Directive
Copy the lines below verbatim, but only from the line containing "Task: Find the blurred reed" through the end of the data.

Given data
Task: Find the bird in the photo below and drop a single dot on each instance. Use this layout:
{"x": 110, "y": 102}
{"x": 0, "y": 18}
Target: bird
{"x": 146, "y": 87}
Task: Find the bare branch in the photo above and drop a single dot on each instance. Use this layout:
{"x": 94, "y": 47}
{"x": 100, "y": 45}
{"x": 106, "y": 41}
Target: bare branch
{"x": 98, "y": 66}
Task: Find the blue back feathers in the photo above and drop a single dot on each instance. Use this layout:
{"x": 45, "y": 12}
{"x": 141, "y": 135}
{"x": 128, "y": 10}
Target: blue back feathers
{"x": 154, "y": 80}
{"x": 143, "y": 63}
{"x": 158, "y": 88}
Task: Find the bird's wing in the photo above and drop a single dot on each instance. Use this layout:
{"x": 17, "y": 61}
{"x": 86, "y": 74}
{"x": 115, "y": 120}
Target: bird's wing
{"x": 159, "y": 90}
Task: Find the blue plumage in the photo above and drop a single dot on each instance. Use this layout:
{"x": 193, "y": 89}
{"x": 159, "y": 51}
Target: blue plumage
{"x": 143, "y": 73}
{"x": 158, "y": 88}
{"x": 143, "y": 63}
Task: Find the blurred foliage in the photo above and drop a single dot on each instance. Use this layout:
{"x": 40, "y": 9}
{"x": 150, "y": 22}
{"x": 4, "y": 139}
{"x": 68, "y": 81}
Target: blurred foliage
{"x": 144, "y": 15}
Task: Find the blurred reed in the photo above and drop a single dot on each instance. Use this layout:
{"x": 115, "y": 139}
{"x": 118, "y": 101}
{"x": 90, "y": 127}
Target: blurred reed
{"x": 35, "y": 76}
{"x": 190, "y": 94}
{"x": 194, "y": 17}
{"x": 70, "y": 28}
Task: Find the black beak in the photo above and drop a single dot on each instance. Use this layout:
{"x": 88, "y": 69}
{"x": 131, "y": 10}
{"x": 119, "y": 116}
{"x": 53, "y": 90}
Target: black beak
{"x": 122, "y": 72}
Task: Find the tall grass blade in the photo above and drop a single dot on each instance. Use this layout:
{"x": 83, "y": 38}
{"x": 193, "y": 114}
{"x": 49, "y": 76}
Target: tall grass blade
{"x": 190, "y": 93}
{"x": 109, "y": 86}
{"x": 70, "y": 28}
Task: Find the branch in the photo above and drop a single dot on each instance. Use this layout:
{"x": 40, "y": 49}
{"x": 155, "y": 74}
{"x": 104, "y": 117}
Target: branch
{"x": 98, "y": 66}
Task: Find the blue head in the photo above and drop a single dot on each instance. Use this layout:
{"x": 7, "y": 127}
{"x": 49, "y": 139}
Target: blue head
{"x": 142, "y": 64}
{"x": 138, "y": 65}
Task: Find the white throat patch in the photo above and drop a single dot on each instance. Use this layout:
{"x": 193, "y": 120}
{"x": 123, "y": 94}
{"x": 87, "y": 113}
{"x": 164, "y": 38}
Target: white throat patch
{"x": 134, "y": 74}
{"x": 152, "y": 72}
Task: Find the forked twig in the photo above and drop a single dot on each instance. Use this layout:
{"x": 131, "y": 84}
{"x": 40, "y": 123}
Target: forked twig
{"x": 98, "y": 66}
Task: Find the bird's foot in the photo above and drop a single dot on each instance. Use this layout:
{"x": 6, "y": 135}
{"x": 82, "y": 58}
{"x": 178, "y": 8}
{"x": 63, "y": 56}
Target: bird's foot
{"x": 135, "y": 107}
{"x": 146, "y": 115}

Full output
Task: Find the blurred reed in the photo above and drop a single dot on each instance. Use this layout:
{"x": 115, "y": 139}
{"x": 118, "y": 101}
{"x": 90, "y": 127}
Target: blurred reed
{"x": 35, "y": 76}
{"x": 190, "y": 94}
{"x": 194, "y": 17}
{"x": 70, "y": 28}
Task: Find the black beak in the photo above and drop a single dot on each instance. Use this layout:
{"x": 88, "y": 69}
{"x": 131, "y": 10}
{"x": 119, "y": 116}
{"x": 53, "y": 90}
Target: black beak
{"x": 122, "y": 72}
Task: Find the tall grass blade in the photo above and drop a single dot on each instance. Use this layout:
{"x": 83, "y": 38}
{"x": 193, "y": 114}
{"x": 49, "y": 76}
Target: tall grass blade
{"x": 190, "y": 93}
{"x": 109, "y": 86}
{"x": 70, "y": 28}
Task: Find the branch in the photo above and drop a single dot on each instance. Use this layout:
{"x": 40, "y": 49}
{"x": 155, "y": 74}
{"x": 104, "y": 117}
Target: branch
{"x": 98, "y": 66}
Task: Find the blue head in the photo above and drop a single dot on each instance. Use this layout:
{"x": 7, "y": 127}
{"x": 49, "y": 139}
Target: blue head
{"x": 142, "y": 64}
{"x": 138, "y": 65}
Task: Find the white throat patch in the photo above and drop a single dot on each instance. Use this layout:
{"x": 193, "y": 120}
{"x": 123, "y": 94}
{"x": 87, "y": 113}
{"x": 164, "y": 38}
Target: white throat patch
{"x": 134, "y": 74}
{"x": 152, "y": 72}
Task: Find the forked twig in the photo above and drop a single dot on each instance. Use this layout:
{"x": 131, "y": 84}
{"x": 40, "y": 123}
Target: forked twig
{"x": 98, "y": 66}
Task: Find the bird's foot in the photo above and drop a single dot on each instance. Use this layout:
{"x": 6, "y": 135}
{"x": 82, "y": 58}
{"x": 178, "y": 8}
{"x": 63, "y": 56}
Target: bird's foot
{"x": 135, "y": 107}
{"x": 146, "y": 115}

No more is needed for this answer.